▸ **Extrait choisi**
En 2019 le Mali comptait plus de 84 634 étudiants répartis entre 5 universités publiques et 11 instituts pour environ 1 600 enseignants-chercheurs.

Les étudiants militent au sein d’une association, l’Association des élèves et étudiants du Mali, (AEEM) dont le but officiel est d’améliorer leur condition de vie et études. A la tête de cette association se trouve, depuis 2018, Moussa Niangaly.

La violence constitue l’usage d’une force ou d’un pouvoir contre le gré d’un ou de plusieurs individus dans le seul but de dominer, contraindre, tuer, détruire ou endommager. Elle est donc considérée comme la violation des droits humains.

Parmi quelques définitions de droits humains codifiées par l’Onu les droits de l’homme incluent le droit à la vie et à la liberté. Chacun a le droit à la liberté d’opinion et d’expression, au travail, à l’éducation, etc.… Nous avons tous le droit d’exercer nos droits de l’homme sur un pied d’égalité et sans discrimination. Le Pacte international relatif aux droits économiques, sociaux et culturels est entré en vigueur en 1976 et comprenait 165 États parties en août 2017. Il promeut et protège notamment le droit au travail dans des conditions justes et favorables, le droit à une protection sociale, ainsi qu’à des conditions de vie permettant à toute personne de jouir du meilleur état de santé physique et mentale qu’elle soit capable d’atteindre, le droit de toute personne à l’éducation, de participer à la vie culturelle ou de bénéficier du progrès scientifique et de ses applications.

▸ **Objectifs**
- A) Recopiez fidèlement le passage de l'extrait sur les étudiants du Mali, en commençant par « Les étudiants militent » et en allant jusqu'à « des droits humains. » inclus.
- B) Rédigez la suite de l'extrait sur les étudiants du Mali à partir de sa dernière phrase.

▸ **Données enregistrées**
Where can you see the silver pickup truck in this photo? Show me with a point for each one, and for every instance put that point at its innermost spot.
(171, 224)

▸ **Réponses**
- A)
Les étudiants militent au sein d’une association, l’Association des élèves et étudiants du Mali, (AEEM) dont le but officiel est d’améliorer leur condition de vie et études. A la tête de cette association se trouve, depuis 2018, Moussa Niangaly.

La violence constitue l’usage d’une force ou d’un pouvoir contre le gré d’un ou de plusieurs individus dans le seul but de dominer, contraindre, tuer, détruire ou endommager. Elle est donc considérée comme la violation des droits humains.

- B)
En conséquent on parle de violence dans la mesure où l’un de ces différents droits sont violés.

L’université est un lieu de formation et de recherches. Cependant, à Bamako, cet espace devient de plus en plus dangereux, avec présence d’armes à feu, d’armes blanches, de vols, de vandalismes, de harcèlements et de beaucoup d’autres formes de violences.

Les violences sur le campus sont d’ordre physique et moral. On rencontre plusieurs formes de violations de droits humains tels que les meurtres, agressions physiques, menaces, perturbation des conditions de vie, de travail et d’éducation. Les chambres sont devenues des entrepôts de couteaux, pistolets, machettes, bâtons et même des stupéfiants. En 2019 le Centre national des œuvres universitaires du Mali (Cenou) avec l’appui du 4ème arrondissement a récupéré 35 armes sur le campus de Badalabougou. Ils ont retrouvé plus de 22 cartes bancaires volées, trois cartes Cenou et quatre cartes d’étudiants de l’ULSHB dans la chambre 78 à l’IUG qui était occupée par les membres du comité AEEM de la FLSL.

Les différents bureaux AEEM sont régulièrement cités dans les infractions, surtout que, très souvent, les violences surviennent à la suite de rixes des opposants eux-mêmes.

Le décès, en 2018, d’un étudiant à la suite d’affrontements entre étudiants à Badalabougou a mis à jour un problème qui était couvert par l’Omerta. Malheur au premier qui le dénoncera !

Toutes les facultés sont exposées à ces manifestations et révoltes d’étudiants.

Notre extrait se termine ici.